• WHAT THE TASK ASKS:
Below is a block of entries; repeat exactly the lines starting at the line that contains "Target: long red dress" and ending at the line that contains "of the girl.", both included.

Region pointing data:
■ ■ ■ ■
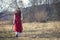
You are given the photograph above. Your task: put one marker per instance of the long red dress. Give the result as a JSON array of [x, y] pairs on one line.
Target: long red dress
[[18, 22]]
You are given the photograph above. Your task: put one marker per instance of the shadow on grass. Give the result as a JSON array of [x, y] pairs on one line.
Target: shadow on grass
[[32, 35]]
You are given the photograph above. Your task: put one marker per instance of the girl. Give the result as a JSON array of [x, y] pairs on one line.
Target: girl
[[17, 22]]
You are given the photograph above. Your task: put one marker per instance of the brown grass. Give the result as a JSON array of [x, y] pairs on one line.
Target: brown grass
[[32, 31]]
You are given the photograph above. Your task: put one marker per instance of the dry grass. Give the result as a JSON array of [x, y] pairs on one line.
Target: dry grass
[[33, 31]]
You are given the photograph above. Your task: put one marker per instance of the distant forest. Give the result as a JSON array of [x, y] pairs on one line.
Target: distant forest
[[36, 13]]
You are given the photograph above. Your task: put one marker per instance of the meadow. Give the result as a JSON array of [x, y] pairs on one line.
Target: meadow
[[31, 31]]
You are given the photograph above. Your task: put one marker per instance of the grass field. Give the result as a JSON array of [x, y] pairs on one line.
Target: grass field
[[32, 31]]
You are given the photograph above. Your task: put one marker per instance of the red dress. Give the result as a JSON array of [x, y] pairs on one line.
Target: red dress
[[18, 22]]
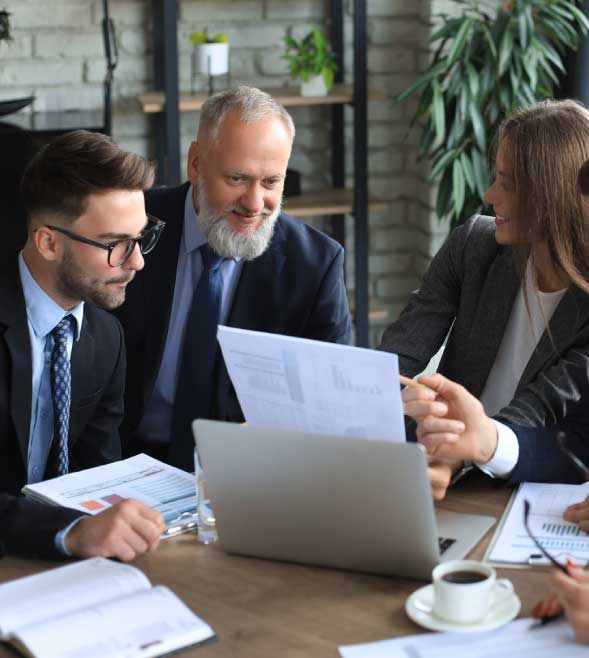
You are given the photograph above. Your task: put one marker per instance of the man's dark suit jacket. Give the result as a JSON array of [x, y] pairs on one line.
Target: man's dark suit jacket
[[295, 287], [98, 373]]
■ ■ ■ ■
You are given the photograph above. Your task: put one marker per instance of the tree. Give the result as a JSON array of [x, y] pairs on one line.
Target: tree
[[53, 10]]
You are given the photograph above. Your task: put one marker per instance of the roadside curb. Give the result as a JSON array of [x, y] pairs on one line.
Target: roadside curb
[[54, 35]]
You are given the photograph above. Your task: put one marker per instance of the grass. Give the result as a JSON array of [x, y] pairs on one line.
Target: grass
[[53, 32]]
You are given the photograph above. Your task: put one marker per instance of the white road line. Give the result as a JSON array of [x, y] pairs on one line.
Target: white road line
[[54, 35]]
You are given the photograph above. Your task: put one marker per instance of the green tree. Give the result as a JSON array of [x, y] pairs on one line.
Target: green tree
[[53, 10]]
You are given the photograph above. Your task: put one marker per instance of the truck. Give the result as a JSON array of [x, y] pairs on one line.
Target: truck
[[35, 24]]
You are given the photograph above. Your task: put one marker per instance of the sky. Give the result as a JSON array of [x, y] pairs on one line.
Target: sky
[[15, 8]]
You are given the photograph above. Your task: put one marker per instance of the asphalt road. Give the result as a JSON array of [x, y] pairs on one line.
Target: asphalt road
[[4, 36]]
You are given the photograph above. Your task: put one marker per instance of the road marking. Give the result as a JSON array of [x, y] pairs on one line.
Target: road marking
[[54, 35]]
■ ■ ■ ■
• OUTPUT FOR THIS TASK:
Target: long red dress
[[18, 22]]
You are given the photograph above. Your task: put one marker per instance of the shadow on grass. Give the result as a JSON array of [x, y] pairs on one line.
Target: shadow on grass
[[32, 35]]
You are given the photograph above. Your task: put one marker per instance of the girl. Give the result as a JSON array of [x, y] pairs on one line.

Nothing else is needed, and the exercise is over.